| Actions to take |
a) From the PRS passage, extract the text starting with "We compared the" and going on through "the AFR samples.", copying it word for word.
b) Write the next part of the PRS passage, picking up after its final sentence.

| Source text |
== Segment start ==
We compared the PRS estimates from each sample to the “true” PRS calculated for that cell line from the 1KGP3 genotypes (Supplemental Figs. 14, 15). The estimated scores were highly correlated with the true scores for all experiments, and the r2s for AFR estimates within experiments and across traits were consistently lower than those for their corresponding EUR counterparts (Supplemental Table 16). This difference was particularly pronounced for the CAD PRS, with r2s ranging from 0.96 to 0.99 across experiments for the EUR samples and r2s ranging from 0.87 to 0.94 for the AFR samples.
We investigated the relationship between measurement error in PRS (as quantified by the squared error of an estimate) and effective coverage for the sequence-based experiments. Figure 4 shows that the squared error in PRS estimates for all experiments across populations and traits decreases with increasing effective coverage and that the measurement error in samples sequenced to an effective coverage of ∼0.5× or higher generally affords lower measurement error than the array-based estimates, with samples sequenced to an effective coverage of more than 1× (experiment D) having an approximately three- to fourfold decrease in squared error for both traits in the AFR cohort and the EUR cohort for CAD and approximately the same squared error for the EUR cohort for BC (∼1.08-fold decrease) (Supplemental Tables 17–19). Given a superpopulation and trait, the majority of sequence-based PRS estimates had a mean squared error that was significantly (at an α = 0.05 level) different from the corresponding array-based PRS estimates (Supplemental Table 19).
== Segment end ==
| Data extract |
== Segment start ==
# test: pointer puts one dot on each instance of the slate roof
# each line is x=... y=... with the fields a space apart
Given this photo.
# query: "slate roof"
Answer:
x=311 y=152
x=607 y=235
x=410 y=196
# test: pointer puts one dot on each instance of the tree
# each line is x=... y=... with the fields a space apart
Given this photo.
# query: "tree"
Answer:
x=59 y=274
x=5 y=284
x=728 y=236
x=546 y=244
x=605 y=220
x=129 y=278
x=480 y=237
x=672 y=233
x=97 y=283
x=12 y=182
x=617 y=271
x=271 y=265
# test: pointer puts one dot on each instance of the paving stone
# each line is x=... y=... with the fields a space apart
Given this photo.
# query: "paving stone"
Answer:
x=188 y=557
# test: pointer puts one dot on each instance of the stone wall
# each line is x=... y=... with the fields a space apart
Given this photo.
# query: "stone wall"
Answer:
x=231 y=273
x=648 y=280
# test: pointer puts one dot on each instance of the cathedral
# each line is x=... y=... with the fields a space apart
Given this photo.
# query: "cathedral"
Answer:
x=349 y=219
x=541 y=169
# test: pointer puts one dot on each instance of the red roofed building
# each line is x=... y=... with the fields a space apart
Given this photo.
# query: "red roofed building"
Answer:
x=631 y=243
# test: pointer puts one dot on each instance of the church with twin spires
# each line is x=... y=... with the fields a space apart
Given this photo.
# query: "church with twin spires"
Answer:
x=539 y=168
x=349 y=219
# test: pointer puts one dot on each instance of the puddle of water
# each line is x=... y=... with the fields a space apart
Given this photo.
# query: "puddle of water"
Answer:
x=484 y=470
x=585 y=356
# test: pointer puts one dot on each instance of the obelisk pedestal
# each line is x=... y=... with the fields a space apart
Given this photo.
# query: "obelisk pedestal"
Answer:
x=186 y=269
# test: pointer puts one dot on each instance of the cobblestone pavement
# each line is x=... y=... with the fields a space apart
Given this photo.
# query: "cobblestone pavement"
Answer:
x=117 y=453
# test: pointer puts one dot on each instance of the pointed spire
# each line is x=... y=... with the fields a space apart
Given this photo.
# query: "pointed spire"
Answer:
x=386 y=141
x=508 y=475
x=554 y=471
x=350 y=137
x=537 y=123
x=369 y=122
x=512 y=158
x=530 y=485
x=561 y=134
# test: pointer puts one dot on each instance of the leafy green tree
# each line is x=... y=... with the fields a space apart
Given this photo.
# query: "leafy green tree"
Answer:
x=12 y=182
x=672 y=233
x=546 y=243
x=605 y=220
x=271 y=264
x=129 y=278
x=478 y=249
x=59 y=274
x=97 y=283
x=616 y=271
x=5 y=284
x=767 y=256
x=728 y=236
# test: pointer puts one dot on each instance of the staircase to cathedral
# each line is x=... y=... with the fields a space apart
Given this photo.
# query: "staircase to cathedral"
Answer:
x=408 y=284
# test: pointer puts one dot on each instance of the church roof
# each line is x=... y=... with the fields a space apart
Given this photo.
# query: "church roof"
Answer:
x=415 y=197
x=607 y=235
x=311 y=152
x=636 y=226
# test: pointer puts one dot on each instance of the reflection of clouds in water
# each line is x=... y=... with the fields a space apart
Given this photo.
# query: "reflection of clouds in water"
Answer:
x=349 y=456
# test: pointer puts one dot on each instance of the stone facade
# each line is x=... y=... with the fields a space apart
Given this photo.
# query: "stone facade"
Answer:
== Segment end ==
| Exercise responses |
a)
We compared the PRS estimates from each sample to the “true” PRS calculated for that cell line from the 1KGP3 genotypes (Supplemental Figs. 14, 15). The estimated scores were highly correlated with the true scores for all experiments, and the r2s for AFR estimates within experiments and across traits were consistently lower than those for their corresponding EUR counterparts (Supplemental Table 16). This difference was particularly pronounced for the CAD PRS, with r2s ranging from 0.96 to 0.99 across experiments for the EUR samples and r2s ranging from 0.87 to 0.94 for the AFR samples.

b)
One thing to note is that the measurement error of PRS estimates depends on the quality of genotypes at the variants involved in computing the PRS, which means that, for arrays, the measurement error will depend on the proportion of the variants involved that are directly typed versus imputed. Here, a minority of the variants comprising the polygenic risk scores (13% and 24% for CAD and BC, respectively) were directly typed on the GSA. Presumably, the measurement error for array-based estimates would be substantially lower in a different situation in which all the variants comprising a PRS are directly typed instead.
Discussion
The use of dense genotyping arrays followed by imputation to a haplotype reference panel has enabled population-scale genome-wide association studies to become routine in characterizing the genetic architecture of complex traits and disease. An alternative technology is low-pass whole-genome sequencing followed by imputation, which has been successfully used for a number of problems in statistical and population genetics (Pasaniuc et al. 2012; Gilly et al. 2019; Tran et al. 2020) and which was recently shown to recapitulate comparable disease risk stratification performance using a handful of polygenic risk scores derived from imputed array data from an independent cohort (Homburger et al. 2019).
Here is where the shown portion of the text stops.